## WORK TO BE COMPLETED
For this exercise, return all the data exactly as it stands.

[Data excerpts]
◆ ◆ ◆ ◆ ◆ ◆ ◆
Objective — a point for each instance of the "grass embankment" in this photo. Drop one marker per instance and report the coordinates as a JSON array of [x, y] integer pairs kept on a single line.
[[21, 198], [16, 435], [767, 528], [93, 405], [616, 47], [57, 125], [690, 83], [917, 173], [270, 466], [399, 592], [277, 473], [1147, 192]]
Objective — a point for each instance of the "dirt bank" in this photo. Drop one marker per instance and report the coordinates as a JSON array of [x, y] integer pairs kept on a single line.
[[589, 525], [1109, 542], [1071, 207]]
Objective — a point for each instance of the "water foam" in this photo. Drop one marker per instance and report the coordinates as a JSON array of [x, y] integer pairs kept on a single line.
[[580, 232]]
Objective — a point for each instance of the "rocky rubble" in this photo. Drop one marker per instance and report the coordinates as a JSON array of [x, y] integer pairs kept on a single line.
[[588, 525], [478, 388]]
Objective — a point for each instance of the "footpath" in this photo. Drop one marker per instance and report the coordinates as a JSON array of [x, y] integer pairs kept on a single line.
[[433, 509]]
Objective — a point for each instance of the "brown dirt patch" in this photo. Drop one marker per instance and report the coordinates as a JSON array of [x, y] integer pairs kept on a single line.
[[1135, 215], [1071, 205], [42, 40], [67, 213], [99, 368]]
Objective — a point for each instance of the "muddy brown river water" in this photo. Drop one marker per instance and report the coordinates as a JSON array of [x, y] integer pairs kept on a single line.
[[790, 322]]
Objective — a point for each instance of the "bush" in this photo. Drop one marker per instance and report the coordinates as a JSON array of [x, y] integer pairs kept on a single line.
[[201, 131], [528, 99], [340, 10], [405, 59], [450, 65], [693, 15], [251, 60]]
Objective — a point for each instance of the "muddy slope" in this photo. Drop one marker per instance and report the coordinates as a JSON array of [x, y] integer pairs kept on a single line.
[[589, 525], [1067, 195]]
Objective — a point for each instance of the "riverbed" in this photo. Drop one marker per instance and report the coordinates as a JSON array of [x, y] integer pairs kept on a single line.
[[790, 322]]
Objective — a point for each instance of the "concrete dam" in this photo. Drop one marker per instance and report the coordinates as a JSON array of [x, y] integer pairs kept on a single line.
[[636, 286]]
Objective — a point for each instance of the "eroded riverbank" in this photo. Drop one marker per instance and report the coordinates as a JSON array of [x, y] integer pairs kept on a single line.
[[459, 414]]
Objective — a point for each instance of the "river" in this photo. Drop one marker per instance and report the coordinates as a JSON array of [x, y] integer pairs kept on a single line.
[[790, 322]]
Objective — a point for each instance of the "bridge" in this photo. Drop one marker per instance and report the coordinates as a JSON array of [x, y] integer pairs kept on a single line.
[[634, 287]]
◆ ◆ ◆ ◆ ◆ ◆ ◆
## ANSWER TO THE PROBLEM
Objective — a point for each instance of the "grass embankment" in this photo. Drop one marker per instance and report the coordinates as a JSON array of [x, y] integer pairs kept on a single line.
[[21, 198], [16, 435], [767, 528], [93, 405], [616, 47], [57, 125], [690, 83], [917, 173], [270, 466], [399, 592], [277, 473], [1147, 192]]
Objective — a point for each instance of the "dirt bank" in this photo. Drop one marker per instance and report the coordinates as a JSON array of [x, y] integer pairs kept on a single line.
[[589, 525], [1109, 542], [1071, 207]]
Objective — a point for each instance of the "water foam" in this photo. Drop one marker per instance and report the coordinates as a JSON array of [x, y] integer pairs kept on a single line.
[[580, 232]]
Objective — a point for each instance of the "rocky rubble" in this photo. Drop one marker per instance and report the coordinates as a JSON array of [x, y] integer pairs kept on a single line.
[[588, 525], [478, 388]]
Objective — a point for each instance of the "footpath" in this photo. Drop one marker per instance and report the coordinates as a JSON array of [x, y] integer pairs kept on a single line.
[[433, 509]]
Objective — a point for each instance of the "brown dirt patch" in this photo. Drop one marker per instance and report the coordinates as a JSON array of [x, y] integer pairs kept on a single line.
[[1135, 215], [1071, 205], [42, 40], [67, 213], [99, 368]]
Objective — a point for each instance of the "muddy brown river water" in this photo. Drop one marker per instance and report the coordinates as a JSON array of [x, y] integer pairs kept on a single line.
[[790, 322]]
Objective — a point for each instance of the "bush" in this photo. Drop one marker per instance and report the coordinates as a JSON array of [x, y] integer pairs kept on a single line.
[[201, 131], [528, 99], [340, 10], [405, 59], [450, 65], [693, 15], [251, 60]]
Objective — a point for each instance of the "muddy slope" in this photo. Drop one marker per instance and report the coordinates as a JSON array of [x, y] integer pairs kept on a single line.
[[589, 525], [1067, 195]]
Objective — a point for each instance of the "riverbed" in this photo. Drop one marker per instance and report the coordinates as a JSON array of [x, y] integer pairs kept on a single line.
[[790, 322]]
Objective — a point for each instance of the "concrete dam" in this photo. Drop one marker per instance and report the coordinates as a JSON array of [x, y] integer pairs kept on a single line.
[[636, 286]]
Objective — a point for each instance of the "eroded riverbank" in this photo. Drop one marker per instance and report the coordinates as a JSON array of [x, y] integer pairs kept on a single line.
[[459, 414]]
Objective — a point for each instance of the "river" in this photo. Drop one marker per instance and report the coordinates as a JSON array of [x, y] integer pairs kept on a single line.
[[790, 322]]
Objective — a point for each instance of the "bridge" in this photo. Drop one marker per instance and report the coordinates as a JSON array of [x, y] integer pairs kept on a single line.
[[634, 287]]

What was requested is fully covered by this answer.